PASSAGE GIVEN =>
# Recipe for Trader Joes Mandarin Orange Chicken?



## RobinW (Apr 7, 2013)

Well, coming back to Sweden in general been in an ok experience. Left a lot of things we miss behind but that is what's to be expected. Since i travel to the states fairly frequent i can still bring back most of what the family wants (think leaving Sweden with 15lbs of bags and clothes and returning with over 100lbs... each trip.

So, one thing that i have not been able to solve or substitute is the Trader Joe's Mandarin Orange Chicken (you buy it in a frozen plastic bag with pieces of chicken and 2 bags of sauce inside if i recall correctly) that my 5 year old loved to have in his lunchbox to school. No week was acceptable without it at least once for 3 years...

Last week (consider it's been almost a year) my son broke down crying asking for his "favourite food".... Does any of you skilled chefs/cooks/dudes know how to make something similar? We have tried most alternatives available commercially in Sweden and they have all been disappointments. 

Even ideas to put me in the right direction is appreciated.

Thanks


----------



## WildBoar (Apr 7, 2013)

Got a bag in the freezer -- I can copy the ingredient list if you want.


----------



## RobinW (Apr 7, 2013)

You have a PM.

Thanks


----------



## WildBoar (Apr 7, 2013)

just emailed you a pic of the label. The file is a little over 9 MB, so please let me know if you do not receive it and i will try and reduce the file size.


----------



## ajrh (Apr 7, 2013)

PROBLEM STATEMENT =>
Summarize the forum thread above in exactly two sentences.

EXCERPTED RECORDS =>

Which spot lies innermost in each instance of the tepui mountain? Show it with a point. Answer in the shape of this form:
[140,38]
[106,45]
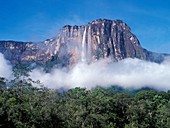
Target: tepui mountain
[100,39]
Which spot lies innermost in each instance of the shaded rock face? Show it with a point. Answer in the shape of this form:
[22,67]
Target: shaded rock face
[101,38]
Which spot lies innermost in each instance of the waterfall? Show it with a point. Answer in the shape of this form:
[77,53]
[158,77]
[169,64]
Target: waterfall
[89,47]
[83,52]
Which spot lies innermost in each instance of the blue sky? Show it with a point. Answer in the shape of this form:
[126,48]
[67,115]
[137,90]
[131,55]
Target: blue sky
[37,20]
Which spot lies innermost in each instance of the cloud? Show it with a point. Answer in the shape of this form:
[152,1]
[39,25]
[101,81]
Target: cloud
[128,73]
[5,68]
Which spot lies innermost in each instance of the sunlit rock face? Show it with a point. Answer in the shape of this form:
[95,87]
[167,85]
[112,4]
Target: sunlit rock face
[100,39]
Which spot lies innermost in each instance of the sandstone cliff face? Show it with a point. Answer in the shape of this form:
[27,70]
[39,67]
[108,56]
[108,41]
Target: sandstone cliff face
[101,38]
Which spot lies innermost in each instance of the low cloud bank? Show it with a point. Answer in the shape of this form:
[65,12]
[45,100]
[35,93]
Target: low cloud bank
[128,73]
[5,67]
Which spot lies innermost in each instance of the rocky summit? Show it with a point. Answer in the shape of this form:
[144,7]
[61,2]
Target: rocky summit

THE SOLUTION =>
RobinW has been back in Sweden for almost a year and asks for a way to make something like Trader Joe's Mandarin Orange Chicken, which RobinW's five-year-old son loved and which no commercial alternative in Sweden has matched. WildBoar offers the ingredient list from a bag in the freezer and, after RobinW sends a PM, emails a picture of the label that is a little over 9 MB.